◆ **Goal**
Locate the line containing "Note: mark the hi-vis", then please write out that line and all the lines below it in the entries exactly.

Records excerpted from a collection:
========================================

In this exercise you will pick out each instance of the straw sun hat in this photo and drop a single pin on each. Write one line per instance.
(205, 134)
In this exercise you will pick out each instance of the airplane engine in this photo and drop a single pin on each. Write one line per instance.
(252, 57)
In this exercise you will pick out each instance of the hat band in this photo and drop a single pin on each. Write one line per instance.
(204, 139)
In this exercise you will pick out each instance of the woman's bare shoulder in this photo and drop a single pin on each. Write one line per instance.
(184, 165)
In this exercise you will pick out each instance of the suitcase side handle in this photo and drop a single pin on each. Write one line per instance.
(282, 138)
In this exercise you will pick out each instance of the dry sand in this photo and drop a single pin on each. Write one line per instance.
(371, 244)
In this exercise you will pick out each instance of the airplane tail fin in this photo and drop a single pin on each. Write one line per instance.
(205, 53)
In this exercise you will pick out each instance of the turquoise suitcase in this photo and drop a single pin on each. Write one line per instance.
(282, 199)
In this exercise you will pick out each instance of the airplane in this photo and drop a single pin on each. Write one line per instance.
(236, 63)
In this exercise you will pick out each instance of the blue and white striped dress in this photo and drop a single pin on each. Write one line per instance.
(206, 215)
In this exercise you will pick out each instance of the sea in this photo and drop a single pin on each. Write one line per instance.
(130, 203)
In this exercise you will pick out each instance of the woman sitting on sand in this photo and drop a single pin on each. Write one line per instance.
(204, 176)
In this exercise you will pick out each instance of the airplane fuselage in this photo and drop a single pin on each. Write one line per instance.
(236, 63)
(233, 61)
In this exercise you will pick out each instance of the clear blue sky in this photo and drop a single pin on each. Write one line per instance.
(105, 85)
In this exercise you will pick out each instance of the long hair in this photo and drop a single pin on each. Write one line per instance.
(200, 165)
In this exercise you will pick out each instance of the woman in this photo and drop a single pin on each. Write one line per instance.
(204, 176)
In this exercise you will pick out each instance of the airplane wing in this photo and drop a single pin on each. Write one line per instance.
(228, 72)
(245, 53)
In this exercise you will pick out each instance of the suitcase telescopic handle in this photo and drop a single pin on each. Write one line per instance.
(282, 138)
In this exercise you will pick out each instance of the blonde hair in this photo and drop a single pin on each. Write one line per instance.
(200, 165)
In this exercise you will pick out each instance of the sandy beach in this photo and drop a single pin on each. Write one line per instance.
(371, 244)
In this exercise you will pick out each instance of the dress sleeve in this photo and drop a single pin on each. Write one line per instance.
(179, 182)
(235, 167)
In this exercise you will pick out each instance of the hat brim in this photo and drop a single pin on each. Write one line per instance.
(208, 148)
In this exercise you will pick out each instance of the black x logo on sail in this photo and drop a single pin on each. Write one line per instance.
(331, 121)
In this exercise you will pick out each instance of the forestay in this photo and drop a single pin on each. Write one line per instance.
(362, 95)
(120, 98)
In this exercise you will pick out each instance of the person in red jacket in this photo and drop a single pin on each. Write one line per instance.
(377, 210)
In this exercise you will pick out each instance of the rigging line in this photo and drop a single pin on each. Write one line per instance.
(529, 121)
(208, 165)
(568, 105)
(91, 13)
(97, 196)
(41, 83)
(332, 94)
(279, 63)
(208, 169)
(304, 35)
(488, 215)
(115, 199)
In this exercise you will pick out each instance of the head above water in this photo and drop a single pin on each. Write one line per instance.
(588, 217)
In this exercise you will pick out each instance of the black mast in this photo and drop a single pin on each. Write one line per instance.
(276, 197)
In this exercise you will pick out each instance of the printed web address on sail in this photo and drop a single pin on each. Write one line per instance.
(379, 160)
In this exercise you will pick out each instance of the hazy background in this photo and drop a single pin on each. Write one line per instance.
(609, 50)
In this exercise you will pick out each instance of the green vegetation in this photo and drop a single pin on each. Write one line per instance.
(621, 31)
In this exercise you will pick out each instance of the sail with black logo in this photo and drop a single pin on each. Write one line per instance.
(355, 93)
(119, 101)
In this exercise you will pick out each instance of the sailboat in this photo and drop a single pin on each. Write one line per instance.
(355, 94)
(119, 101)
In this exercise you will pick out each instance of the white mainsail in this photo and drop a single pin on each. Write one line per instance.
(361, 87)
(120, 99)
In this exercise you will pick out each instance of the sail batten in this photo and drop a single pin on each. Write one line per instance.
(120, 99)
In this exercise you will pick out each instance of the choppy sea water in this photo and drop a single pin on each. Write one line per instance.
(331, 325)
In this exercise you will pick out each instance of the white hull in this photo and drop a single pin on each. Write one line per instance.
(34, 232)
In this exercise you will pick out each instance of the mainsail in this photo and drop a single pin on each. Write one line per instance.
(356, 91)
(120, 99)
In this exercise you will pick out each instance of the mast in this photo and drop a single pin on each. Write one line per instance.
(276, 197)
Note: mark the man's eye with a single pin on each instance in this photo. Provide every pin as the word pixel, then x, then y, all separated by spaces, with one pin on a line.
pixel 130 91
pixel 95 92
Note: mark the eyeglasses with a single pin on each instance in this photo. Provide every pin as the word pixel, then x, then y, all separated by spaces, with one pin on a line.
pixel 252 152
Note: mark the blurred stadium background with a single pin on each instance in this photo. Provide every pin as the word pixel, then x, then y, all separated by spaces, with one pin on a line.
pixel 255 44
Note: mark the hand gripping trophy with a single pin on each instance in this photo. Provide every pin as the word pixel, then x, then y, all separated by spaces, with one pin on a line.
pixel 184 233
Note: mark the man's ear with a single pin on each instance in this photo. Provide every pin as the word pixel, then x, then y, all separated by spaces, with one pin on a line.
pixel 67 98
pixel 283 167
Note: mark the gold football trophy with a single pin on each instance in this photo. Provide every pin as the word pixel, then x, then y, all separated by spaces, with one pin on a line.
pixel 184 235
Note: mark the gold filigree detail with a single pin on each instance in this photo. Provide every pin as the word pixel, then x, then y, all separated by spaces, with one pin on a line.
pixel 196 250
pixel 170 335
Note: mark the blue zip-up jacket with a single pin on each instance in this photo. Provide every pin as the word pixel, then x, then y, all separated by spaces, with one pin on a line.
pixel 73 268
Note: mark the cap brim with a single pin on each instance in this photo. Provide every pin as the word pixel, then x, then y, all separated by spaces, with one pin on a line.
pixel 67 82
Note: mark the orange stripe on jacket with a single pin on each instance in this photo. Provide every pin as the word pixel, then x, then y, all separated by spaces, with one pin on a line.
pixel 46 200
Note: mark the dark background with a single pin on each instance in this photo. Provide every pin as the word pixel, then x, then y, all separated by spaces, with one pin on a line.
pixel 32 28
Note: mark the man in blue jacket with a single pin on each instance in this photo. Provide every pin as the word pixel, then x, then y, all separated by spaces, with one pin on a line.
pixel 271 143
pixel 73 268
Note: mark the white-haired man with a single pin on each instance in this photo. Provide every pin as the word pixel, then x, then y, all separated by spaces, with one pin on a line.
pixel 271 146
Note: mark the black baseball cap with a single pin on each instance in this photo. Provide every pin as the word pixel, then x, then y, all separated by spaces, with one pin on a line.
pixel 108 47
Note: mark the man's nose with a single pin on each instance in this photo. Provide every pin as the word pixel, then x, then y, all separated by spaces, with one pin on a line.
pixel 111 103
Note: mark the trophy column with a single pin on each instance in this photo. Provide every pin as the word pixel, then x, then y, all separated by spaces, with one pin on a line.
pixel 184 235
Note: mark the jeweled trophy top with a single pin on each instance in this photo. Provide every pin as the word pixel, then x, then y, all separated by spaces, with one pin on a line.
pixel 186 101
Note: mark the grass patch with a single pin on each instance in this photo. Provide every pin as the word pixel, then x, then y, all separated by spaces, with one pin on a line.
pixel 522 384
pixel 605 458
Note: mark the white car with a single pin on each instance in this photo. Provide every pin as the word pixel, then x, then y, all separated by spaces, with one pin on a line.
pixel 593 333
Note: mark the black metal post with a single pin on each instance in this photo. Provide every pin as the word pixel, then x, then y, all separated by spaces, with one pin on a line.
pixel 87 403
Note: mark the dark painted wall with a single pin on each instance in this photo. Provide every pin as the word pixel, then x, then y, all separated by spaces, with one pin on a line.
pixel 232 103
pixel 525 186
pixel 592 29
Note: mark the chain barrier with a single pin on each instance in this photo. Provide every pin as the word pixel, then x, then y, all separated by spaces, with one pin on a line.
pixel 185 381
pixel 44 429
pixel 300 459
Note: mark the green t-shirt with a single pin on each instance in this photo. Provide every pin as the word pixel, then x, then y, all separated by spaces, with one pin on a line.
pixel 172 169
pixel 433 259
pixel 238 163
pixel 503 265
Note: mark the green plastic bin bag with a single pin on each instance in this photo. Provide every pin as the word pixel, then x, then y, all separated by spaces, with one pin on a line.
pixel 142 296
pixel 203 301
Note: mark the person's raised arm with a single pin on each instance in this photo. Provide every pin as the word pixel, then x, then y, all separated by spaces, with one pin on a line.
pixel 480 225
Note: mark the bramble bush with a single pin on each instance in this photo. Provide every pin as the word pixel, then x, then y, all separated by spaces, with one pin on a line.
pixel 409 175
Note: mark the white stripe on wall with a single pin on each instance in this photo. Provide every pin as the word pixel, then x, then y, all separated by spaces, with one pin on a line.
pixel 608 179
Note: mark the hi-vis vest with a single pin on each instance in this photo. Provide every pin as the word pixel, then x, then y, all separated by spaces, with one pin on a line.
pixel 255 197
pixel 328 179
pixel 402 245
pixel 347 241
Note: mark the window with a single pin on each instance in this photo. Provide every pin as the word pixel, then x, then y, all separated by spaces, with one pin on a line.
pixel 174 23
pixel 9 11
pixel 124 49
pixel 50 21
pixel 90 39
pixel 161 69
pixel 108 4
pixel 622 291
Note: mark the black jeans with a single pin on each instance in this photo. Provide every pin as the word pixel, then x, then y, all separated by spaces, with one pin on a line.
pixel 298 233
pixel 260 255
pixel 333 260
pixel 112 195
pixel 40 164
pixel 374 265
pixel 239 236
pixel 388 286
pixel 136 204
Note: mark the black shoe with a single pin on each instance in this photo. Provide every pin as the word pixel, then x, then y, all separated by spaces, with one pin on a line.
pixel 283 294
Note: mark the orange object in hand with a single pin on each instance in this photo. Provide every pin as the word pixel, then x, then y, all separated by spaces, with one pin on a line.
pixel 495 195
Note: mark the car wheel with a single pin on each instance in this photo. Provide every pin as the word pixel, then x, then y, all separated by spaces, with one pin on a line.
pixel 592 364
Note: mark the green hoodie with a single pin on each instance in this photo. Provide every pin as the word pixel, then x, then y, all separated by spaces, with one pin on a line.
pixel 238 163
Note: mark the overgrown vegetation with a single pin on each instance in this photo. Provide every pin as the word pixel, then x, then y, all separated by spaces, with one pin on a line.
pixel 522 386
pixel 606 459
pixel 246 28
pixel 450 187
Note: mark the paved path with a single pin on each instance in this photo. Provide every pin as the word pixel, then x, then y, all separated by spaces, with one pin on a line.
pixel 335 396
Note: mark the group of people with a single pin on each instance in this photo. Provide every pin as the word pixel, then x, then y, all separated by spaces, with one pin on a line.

========================================

◆ **Response below**
Note: mark the hi-vis vest with a single pin on each instance in this photo. Provide every pin as the word pixel, then x, then y, all separated by spaces, with one pin on a line.
pixel 255 197
pixel 328 179
pixel 402 245
pixel 347 241
Note: mark the window with a single pin on each instance in this photo. Provide every pin as the word pixel, then x, then y, all separated by spaces, with one pin on a line.
pixel 174 23
pixel 9 11
pixel 124 49
pixel 50 21
pixel 90 39
pixel 161 69
pixel 108 4
pixel 622 291
Note: mark the black jeans with a single pin on each instance in this photo. Provide every pin as the word pixel, then x, then y, all separated by spaces, with one pin on a line.
pixel 298 233
pixel 260 255
pixel 333 260
pixel 112 195
pixel 40 164
pixel 374 265
pixel 239 236
pixel 388 286
pixel 136 204
Note: mark the black shoe with a single pin on each instance in this photo. Provide every pin as the word pixel, then x, then y, all separated by spaces, with one pin on a line.
pixel 283 294
Note: mark the orange object in hand with a single pin on each instance in this photo. Provide every pin as the word pixel, then x, then y, all separated by spaces, with one pin on a line.
pixel 495 195
Note: mark the car wheel with a single pin on each instance in this photo. Provide every pin as the word pixel, then x, then y, all separated by spaces, with one pin on a line.
pixel 592 364
Note: mark the green hoodie with a single pin on each instance in this photo. Provide every pin as the word pixel, then x, then y, all separated by spaces, with one pin on a line.
pixel 238 163
Note: mark the overgrown vegetation with a single pin on each instance in this photo. Provide every pin as the word pixel, then x, then y, all separated by spaces, with one pin on a line.
pixel 522 386
pixel 606 459
pixel 246 28
pixel 450 187
Note: mark the paved path with a single pin on each instance in this photo. Provide every pin as the word pixel, then x, then y, all separated by spaces, with one pin on a line.
pixel 335 396
Note: mark the group of people with a single pin on each instance in this photo. Provide every pin as the word pixel, then x, then y, all separated by spaces, with one pin on a line.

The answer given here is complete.